• _WRITTEN TASK A_:
Decide whether each statement agrees with the review of "San Antonio On Wheels" below: (i) In 1901 San Antonio had 10 livery stables. (ii) Hemphill is a curator at the Texas Transportation Museum. (iii) The 1910 photo on Page 19 shows Birdsong standing in a bicycle shop. Answer yes or no for each, and quote the words of the review that settle it.
• _WRITTEN TASK B_:
Extend the review of "San Antonio On Wheels" below, picking up right after its final sentence.

• _EXCERPT_:
Review of "San Antonio On Wheels" by Hugh Hemphill
By Ed Conroy, Special to the San Antonio Express-News

Ed Conroy is a San Antonio writer and development
director for the Southwest School of Art & Craft.

Published in the San Antonio Express News on Sunday 6/28/09

Hugh Hemphill's magnificent obsession with transportation has led him, as might well be expected, to produce a richly textured account of the evolution of wheeled transport on San Antonio's streets, and the town's transformation by the automobile.

As manager of the Texas Transportation Museum, and a lifetime enthusiast for cars and trains, Hemphill is uniquely qualified to tell this tale, and he obviously takes great pleasure in doing so.

"San Antonio on Wheels" is clearly the product of a significant amount of archival research — for the level of historical documentation and anecdotal detail he brings to this work is amazing, and often fascinating.

For example, after a short introduction paying homage to the heritage of horses, oxen and mules as bearers of four-wheeled vehicles, Hemphill informs us that, in 1901, when the first gasoline-powered "horseless carriage" came to town, there were 65 blacksmiths, three carriage painters and trimmers, four wagon makers and vendors (whom he names), 10 livery stables, and nine harness and saddle outlets.

Hemphill's attention to detail gets full throttle in his subsequent chapters on bicycles, velocipedes (an early kind of bicycle or tricycle) and high wheelers; horseless carriages proper; the selling, racing and building of automobiles in San Antonio; streetcars, fire engines and trucks; and his ode to the open road, titled "Driving Beyond San Antonio."

Through a wonderful marriage of the book's generally very good photos of early bicycle and auto enthusiasts, dealers and racers with his carefully organized text, Hemphill constructs an engaging narrative that brings the early days of motorized transport to life.

For San Antonians whose family histories go back generations, the book will be of particular interest, for Hemphill provides personal introductions to the people who made the transportation revolution happen in the Alamo City, and the stories of their own cars and car trips.

On Page 9, for example, we see two 1898 photos of Lewis Birdsong at the Roach & Barnes bicycle shop on West Commerce Street. On Page 19, a sharply focused 1910 photo shows the formally dressed Birdsong, now a dealer in Maxwell's, seated behind the wheel of an elegant Sports Roadster. Birdsong was both a noted auto dealer and racer.

I was amazed to find my own grandfather, Thomas Leo Conroy, mentioned in the book. Hemphill illustrates the poor condition of outlying roads in 1904 by recounting the tale of his trip with friends in his 24-horsepower "Green Man" to Pleasanton, which ended up in mild disaster. After getting stuck in sand, and running out of gas, they were towed home by a boy driving a mule wagon!

• _SUPPLIED DATA_:

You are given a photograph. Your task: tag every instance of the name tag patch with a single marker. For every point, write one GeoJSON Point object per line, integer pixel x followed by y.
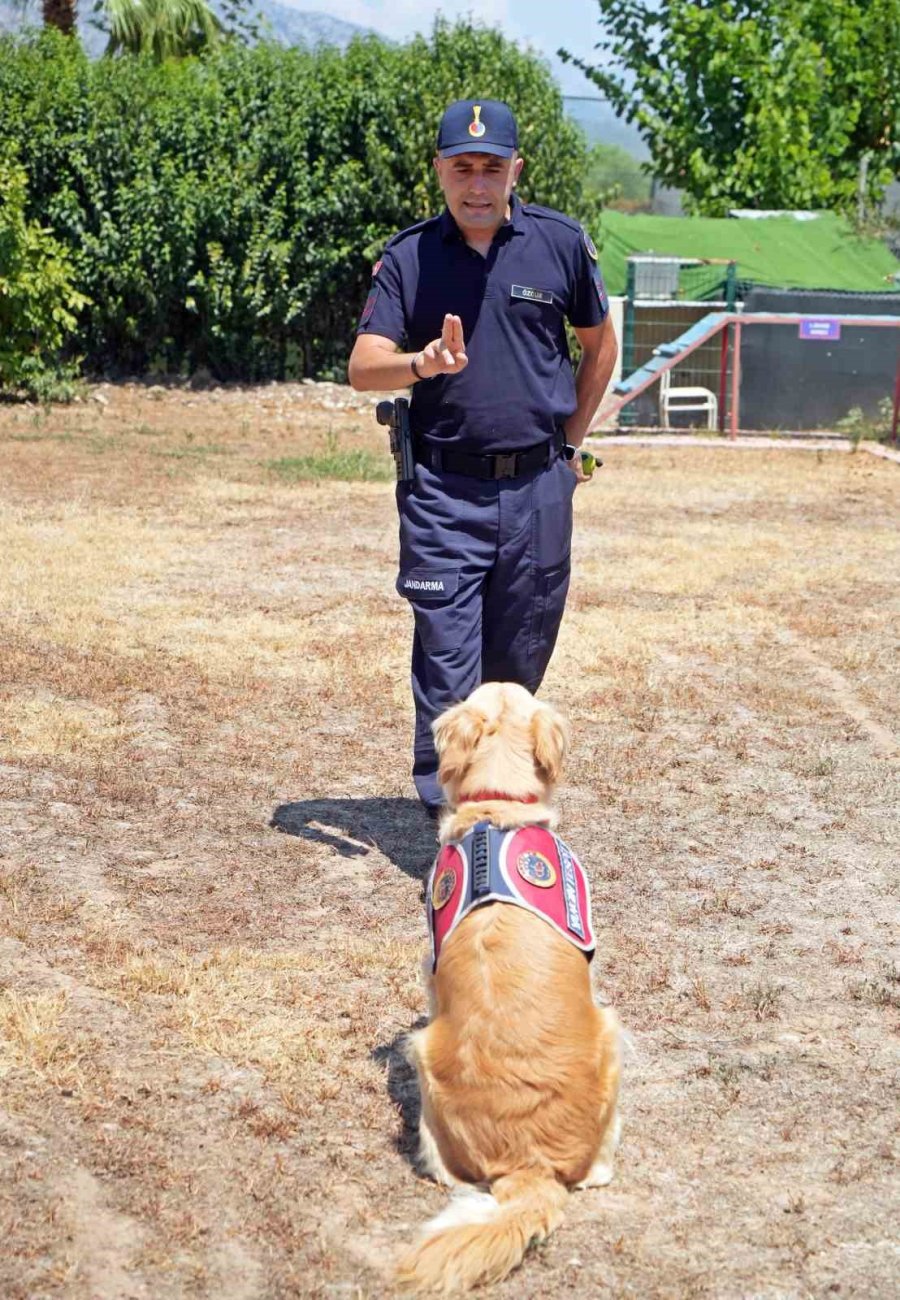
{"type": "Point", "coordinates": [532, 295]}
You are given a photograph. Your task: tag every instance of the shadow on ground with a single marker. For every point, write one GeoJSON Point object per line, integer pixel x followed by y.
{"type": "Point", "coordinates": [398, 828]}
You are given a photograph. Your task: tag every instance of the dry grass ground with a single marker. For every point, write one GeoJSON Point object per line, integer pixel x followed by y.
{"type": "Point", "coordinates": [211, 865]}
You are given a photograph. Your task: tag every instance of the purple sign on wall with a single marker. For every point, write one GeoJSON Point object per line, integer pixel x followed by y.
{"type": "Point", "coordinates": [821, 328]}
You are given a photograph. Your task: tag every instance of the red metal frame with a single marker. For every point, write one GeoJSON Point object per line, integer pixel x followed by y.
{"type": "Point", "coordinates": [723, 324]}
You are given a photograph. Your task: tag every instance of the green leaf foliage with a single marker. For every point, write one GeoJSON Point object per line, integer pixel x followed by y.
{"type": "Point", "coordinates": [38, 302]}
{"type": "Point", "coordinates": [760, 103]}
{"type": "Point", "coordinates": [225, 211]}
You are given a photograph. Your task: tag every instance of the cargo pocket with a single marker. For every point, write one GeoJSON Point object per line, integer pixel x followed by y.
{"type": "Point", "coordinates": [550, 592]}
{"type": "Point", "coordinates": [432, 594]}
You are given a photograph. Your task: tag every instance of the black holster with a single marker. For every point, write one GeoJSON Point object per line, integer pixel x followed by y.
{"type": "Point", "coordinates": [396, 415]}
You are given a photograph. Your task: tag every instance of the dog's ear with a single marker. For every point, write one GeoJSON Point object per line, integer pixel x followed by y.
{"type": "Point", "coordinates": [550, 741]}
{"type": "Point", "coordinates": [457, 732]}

• _WRITTEN ANSWER A_:
(i) Yes: "10 livery stables."
(ii) No: "As manager of the Texas Transportation Museum."
(iii) No: "seated behind the wheel of an elegant Sports Roadster."

• _WRITTEN ANSWER B_:
And, as Red McCombs notes in his Foreword: "My father was a country boy, born and raised on a farm. His dream was to someday be able to ride in a car on wheels. He fulfilled that dream at the age of 19, when the Ford dealer in the small Texas town of Spur allowed him to apprentice and develop his skill as an automobile mechanic ... I guess the apple didn't fall far from the tree, because, as his oldest child, my business career has been built around the sale of automobiles."

From the first, Hemphill notes, automobiles brought people together, either to race them, or to take trips together, as did the San Antonio Automobile Club. Everyone with the means wanted a car, and there was no lack of local and regional builders, who assembled cars from parts. His tales of local and regional auto builders, particularly the Lone Star manufacturers, who had their factory opposite Brackenridge High School, provide a glimpse of a largely unknown facet of local business history.

Hemphill also relates how the trolley system eventually became a bus system under pressure from car and bus makers, and throws light on the development of the "Old Spanish Trail," a southern-state, transcontinental highway that was a progenitor of Interstate 10.

"San Antonio on Wheels" is at its best in the romantic early years of our grandparents' and great-grandparents' love affair with the automobile.

When recounting events of later decades of the 20th century, the narrative flies over the treetops. While Hemphill gives credit to VIA as an award-winning public transportation system, there is little information on the debates over light rail of the past decade or advocacy for progressive mass transit development in his narrative. His account of Toyota's decision to locate to San Antonio is surprisingly rather brief.

Readers looking for thoughtful reflection on the problems brought about by local suburban development without adequate road and other infrastructure construction will be disappointed.

Nevertheless, as a long, prose love-poem to motorized transit in this city, "San Antonio on Wheels" cannot fail to move the heart of anyone who loves his or her car.
"San Antonio On Wheels"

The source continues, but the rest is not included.